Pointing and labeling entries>
# # # # # # #

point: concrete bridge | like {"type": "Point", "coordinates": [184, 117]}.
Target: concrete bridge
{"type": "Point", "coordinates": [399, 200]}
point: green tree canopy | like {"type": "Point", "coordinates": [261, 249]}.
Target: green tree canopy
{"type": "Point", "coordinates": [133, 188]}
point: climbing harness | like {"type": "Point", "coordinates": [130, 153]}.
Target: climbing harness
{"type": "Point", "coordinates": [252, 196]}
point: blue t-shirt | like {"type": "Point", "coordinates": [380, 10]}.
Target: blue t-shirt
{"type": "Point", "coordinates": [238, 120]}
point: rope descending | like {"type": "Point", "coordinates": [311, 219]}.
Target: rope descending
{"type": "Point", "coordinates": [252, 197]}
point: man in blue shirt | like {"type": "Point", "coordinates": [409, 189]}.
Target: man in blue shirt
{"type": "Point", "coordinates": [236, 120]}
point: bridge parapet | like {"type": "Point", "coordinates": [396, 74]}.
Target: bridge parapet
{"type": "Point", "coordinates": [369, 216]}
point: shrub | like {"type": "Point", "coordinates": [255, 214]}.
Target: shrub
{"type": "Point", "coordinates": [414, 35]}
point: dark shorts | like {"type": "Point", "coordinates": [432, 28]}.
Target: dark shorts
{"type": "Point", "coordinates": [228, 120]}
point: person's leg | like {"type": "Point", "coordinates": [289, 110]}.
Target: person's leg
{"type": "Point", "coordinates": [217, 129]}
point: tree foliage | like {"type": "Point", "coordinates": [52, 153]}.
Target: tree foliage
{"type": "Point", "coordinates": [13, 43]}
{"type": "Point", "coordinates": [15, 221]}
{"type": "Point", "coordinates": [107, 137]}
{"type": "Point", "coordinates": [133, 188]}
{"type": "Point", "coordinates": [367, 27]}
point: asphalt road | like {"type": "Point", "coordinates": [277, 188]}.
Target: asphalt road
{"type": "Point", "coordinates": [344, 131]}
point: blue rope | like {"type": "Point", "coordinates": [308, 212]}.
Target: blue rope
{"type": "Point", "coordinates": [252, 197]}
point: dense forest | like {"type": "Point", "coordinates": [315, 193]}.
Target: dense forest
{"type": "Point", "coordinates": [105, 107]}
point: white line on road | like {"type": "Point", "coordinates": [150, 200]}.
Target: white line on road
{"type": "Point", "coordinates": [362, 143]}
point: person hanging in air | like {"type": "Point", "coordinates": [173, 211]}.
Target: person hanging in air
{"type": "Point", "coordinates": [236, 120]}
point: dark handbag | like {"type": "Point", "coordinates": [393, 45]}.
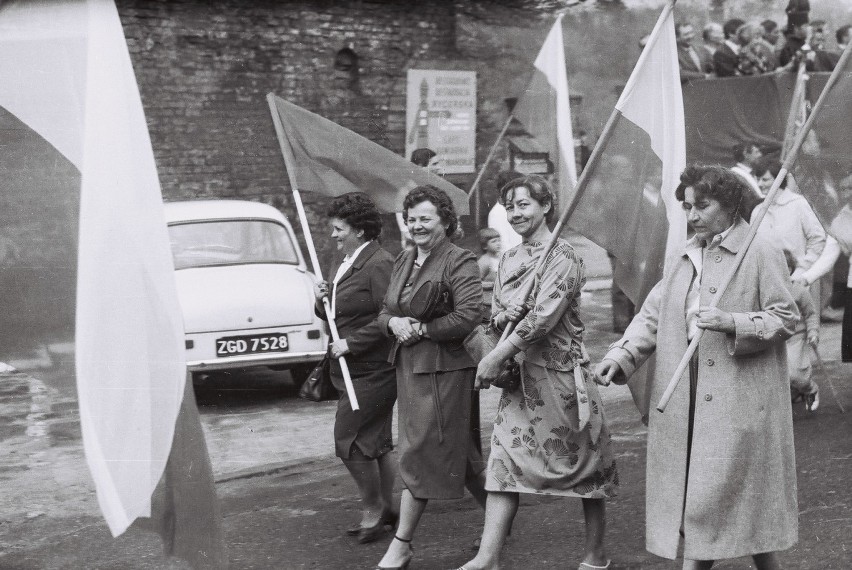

# # # # # # #

WRITTEN TASK>
Rewrite all the rows above with every "Target" changed to "Label" and nothing else altered. Leave the picture out of your answer.

SOLUTION>
point: concrete bridge | like {"type": "Point", "coordinates": [184, 117]}.
Label: concrete bridge
{"type": "Point", "coordinates": [399, 200]}
point: green tree canopy | like {"type": "Point", "coordinates": [261, 249]}.
Label: green tree canopy
{"type": "Point", "coordinates": [133, 188]}
point: climbing harness | like {"type": "Point", "coordinates": [130, 153]}.
Label: climbing harness
{"type": "Point", "coordinates": [252, 196]}
point: blue t-shirt | like {"type": "Point", "coordinates": [380, 10]}.
Label: blue t-shirt
{"type": "Point", "coordinates": [238, 120]}
point: rope descending | like {"type": "Point", "coordinates": [311, 219]}.
Label: rope descending
{"type": "Point", "coordinates": [252, 197]}
point: man in blue shirt | like {"type": "Point", "coordinates": [409, 189]}.
Label: man in blue shirt
{"type": "Point", "coordinates": [236, 120]}
point: bridge parapet | like {"type": "Point", "coordinates": [396, 74]}.
Label: bridge parapet
{"type": "Point", "coordinates": [369, 216]}
point: shrub | like {"type": "Point", "coordinates": [255, 214]}.
Label: shrub
{"type": "Point", "coordinates": [414, 35]}
point: dark shorts | like {"type": "Point", "coordinates": [432, 28]}.
Label: dark shorts
{"type": "Point", "coordinates": [228, 120]}
point: person's leg | like {"type": "Point", "coordinates": [289, 110]}.
Label: person's leg
{"type": "Point", "coordinates": [217, 129]}
point: tree foliage | like {"type": "Point", "coordinates": [52, 153]}.
Label: tree foliage
{"type": "Point", "coordinates": [13, 43]}
{"type": "Point", "coordinates": [15, 221]}
{"type": "Point", "coordinates": [107, 137]}
{"type": "Point", "coordinates": [133, 188]}
{"type": "Point", "coordinates": [367, 27]}
point: asphalt road | like {"type": "Point", "coordinates": [277, 188]}.
Label: asphalt road
{"type": "Point", "coordinates": [344, 131]}
point: blue rope | like {"type": "Point", "coordinates": [308, 212]}.
Label: blue rope
{"type": "Point", "coordinates": [252, 197]}
point: dense forest | like {"type": "Point", "coordinates": [315, 193]}.
Label: dense forest
{"type": "Point", "coordinates": [105, 107]}
point: white line on road | like {"type": "Point", "coordinates": [150, 200]}.
Label: white line on road
{"type": "Point", "coordinates": [362, 143]}
point: person hanging in air | like {"type": "Point", "coordinates": [173, 211]}.
Label: person hanging in air
{"type": "Point", "coordinates": [236, 120]}
point: dark handbag | like {"type": "Point", "coordinates": [393, 45]}.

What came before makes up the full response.